**Assigned task:** Write the next part of the chapter-by-chapter summary of the Ve1 research below, starting right after its last sentence.

*** Opening of Source extract ***

In Chapter 3, we further investigated whether co-expression of Ve1 and Ave1 in Arabidopsis leads to an HR, which may potentially be used as a straightforward screening method upon a random mutagenesis. However, although Ave1 is able to trigger an HR in resistant tomato and tobacco plants, co-expression of Ve1 and Ave1 did not activate an HR in Arabidopsis. These results suggest that the HR occurs as a consequence of Ve1-mediated resistance signaling, and it is not absolutely required for Verticillium resistance.
In Chapter 4 we investigated the contribution of particular regions of Ve1 to the activation of immune signaling through domain swaps between Ve1 with its non-functional homolog Ve2. Agroinfiltration, as well as stable Arabidopsis transformation, revealed that chimeras in which the first thirty eLRRs of Ve1 were replaced with those of Ve2 remain able to induce HR and activate Verticillium resistance. However, a truncated Ve1 protein that lacks the first 30 eLRRs is no longer functional. We speculate that the non-functional Ve2 receptor may still interact with the Ave1 effector in the eLRR domain, but fails to activate immune signaling due to a non-functional C-terminus.
In Chapter 5, site-directed mutagenesis was employed to further investigate the eLRR domain of Ve1. We designed alanine scanning mutants in the solvent-exposed residues across the convex surface of the eLRR domain. In each mutant, two of the five solvent-exposed residues in β-sheet of a single eLRR were substituted into alanines. Functionality of the mutants through agroinfiltration and stable transformation of Arabidopsis revealed three eLRR regions that are potentially required for ligand specificity and for co-receptor interaction. In addition, alanine substitution was employed to evaluate role of putative protein-protein interaction and endocytosis motifs in the transmembrane domain and the cytoplasmic tail of the Ve1 protein. However, no requirement of these domains for Ve1 functionality could be demonstrated.

*** Close of Source extract ***
*** Opening of Dataset ***

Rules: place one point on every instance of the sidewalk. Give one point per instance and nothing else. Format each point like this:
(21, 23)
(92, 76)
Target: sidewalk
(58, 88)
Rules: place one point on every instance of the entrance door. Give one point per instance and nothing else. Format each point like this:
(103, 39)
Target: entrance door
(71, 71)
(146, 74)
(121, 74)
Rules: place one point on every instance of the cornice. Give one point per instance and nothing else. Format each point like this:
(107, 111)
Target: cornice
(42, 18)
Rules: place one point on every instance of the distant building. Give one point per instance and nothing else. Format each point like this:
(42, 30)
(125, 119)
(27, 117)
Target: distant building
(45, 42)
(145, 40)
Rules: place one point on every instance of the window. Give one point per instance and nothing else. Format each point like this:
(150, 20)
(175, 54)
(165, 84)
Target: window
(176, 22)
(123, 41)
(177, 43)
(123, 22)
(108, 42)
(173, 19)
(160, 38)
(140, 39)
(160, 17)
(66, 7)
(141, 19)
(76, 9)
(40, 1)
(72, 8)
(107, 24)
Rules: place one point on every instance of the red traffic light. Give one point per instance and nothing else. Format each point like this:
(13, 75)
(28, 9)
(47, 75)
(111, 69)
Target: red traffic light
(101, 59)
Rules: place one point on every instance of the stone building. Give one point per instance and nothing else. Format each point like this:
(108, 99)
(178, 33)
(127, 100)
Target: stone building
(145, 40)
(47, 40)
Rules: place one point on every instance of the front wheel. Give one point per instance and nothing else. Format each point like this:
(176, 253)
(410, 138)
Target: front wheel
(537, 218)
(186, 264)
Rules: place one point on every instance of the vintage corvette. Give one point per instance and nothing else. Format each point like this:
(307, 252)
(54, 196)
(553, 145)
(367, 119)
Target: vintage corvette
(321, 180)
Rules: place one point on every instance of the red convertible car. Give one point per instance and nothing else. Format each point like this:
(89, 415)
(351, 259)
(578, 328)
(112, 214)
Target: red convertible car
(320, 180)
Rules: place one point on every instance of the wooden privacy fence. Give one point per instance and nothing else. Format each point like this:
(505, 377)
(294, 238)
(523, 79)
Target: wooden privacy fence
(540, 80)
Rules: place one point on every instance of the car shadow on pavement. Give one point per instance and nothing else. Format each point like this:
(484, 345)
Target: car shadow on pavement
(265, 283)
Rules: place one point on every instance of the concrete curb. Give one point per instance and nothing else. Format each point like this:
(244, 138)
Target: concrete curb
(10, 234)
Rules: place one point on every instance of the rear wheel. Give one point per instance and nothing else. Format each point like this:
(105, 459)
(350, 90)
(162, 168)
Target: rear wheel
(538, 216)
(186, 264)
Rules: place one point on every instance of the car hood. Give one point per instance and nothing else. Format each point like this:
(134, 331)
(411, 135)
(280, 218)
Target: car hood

*** Close of Dataset ***

**Written answer:**
It has been demonstrated that eLRR-containing cell-surface immune receptors often recognize short peptide sequence stretches as epitopes of their ligands. In Chapter 6, we aimed to identify the surface epitope of the Verticilliumeffector Ave1 that is recognized by Ve1. Firstly, we assessed whether various Ave1 homologs are recognized by Ve1. Since we found that C-terminal fusion of a GFP tag to Ave1 compromised its recognition, we hypothesized that accessibility of the Ave1 C-terminus is essential for Ve1-mediated recognition. Ave1 truncations and domain swaps with Ave1 homologs that are not recognized by Ve1 showed that a nine amino acid sequence derived from the C-terminus of Ave1 is essential for recognition by Ve1. This nine amino acid epitope is sufficient to activate Ve1-mediated immunity.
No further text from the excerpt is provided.